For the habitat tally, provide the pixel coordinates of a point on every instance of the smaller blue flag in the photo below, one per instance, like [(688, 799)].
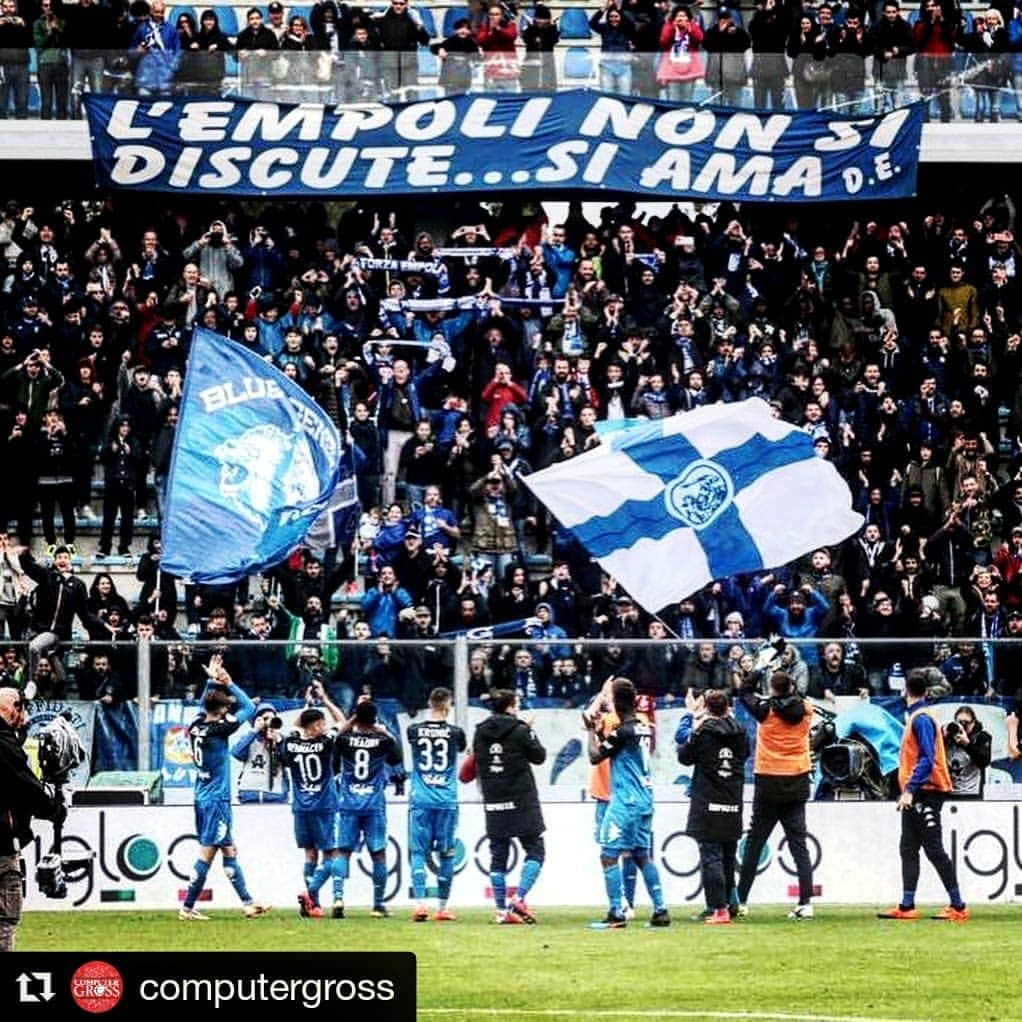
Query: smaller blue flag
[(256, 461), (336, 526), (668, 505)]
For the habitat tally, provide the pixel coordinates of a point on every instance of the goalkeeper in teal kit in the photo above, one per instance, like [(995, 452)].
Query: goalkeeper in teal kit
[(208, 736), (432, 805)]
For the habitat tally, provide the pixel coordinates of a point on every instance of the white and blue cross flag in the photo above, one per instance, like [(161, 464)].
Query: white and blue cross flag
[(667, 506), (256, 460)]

==

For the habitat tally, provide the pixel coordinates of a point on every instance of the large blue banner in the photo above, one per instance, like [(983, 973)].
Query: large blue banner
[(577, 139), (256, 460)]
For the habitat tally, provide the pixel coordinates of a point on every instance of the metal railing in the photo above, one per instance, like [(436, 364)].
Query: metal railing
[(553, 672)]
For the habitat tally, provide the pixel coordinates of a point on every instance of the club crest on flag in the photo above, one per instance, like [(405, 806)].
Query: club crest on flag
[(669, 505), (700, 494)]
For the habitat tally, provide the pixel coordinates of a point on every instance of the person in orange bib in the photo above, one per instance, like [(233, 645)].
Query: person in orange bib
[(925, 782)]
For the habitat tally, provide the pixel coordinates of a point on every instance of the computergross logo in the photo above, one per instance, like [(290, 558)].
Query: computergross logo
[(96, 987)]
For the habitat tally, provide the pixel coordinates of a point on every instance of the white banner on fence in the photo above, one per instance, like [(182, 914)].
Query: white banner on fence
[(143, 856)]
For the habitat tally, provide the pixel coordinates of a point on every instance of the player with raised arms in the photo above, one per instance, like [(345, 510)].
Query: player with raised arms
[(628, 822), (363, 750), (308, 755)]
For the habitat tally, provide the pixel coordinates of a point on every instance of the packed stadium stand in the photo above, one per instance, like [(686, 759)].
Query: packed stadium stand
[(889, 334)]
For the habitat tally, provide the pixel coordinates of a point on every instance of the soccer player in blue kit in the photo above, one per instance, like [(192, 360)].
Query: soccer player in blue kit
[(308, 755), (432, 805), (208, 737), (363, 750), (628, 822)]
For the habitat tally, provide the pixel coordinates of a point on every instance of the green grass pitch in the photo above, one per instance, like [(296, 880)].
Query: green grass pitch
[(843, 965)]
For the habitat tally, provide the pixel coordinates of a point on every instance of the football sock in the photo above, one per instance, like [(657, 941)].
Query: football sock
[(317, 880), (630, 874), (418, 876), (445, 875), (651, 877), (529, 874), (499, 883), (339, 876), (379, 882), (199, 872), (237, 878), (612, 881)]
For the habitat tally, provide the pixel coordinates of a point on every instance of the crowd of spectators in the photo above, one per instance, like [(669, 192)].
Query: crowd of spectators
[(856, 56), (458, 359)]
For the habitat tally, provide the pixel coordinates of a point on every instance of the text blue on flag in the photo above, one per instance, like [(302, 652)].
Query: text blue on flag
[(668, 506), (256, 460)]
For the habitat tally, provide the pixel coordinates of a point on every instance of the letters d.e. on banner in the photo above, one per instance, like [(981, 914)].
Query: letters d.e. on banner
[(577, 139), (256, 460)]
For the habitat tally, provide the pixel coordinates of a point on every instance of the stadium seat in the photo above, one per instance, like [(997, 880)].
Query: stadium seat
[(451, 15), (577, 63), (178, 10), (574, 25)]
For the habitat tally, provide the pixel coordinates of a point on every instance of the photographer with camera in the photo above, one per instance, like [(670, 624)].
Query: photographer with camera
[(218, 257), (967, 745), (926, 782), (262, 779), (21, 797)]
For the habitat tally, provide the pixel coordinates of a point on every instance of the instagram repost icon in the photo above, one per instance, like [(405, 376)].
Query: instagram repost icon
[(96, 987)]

### [WHAT YOU WILL DO]
Count the lines in the entries above that contain the word "fence". Reply with the number alone.

### [FINAL ANSWER]
2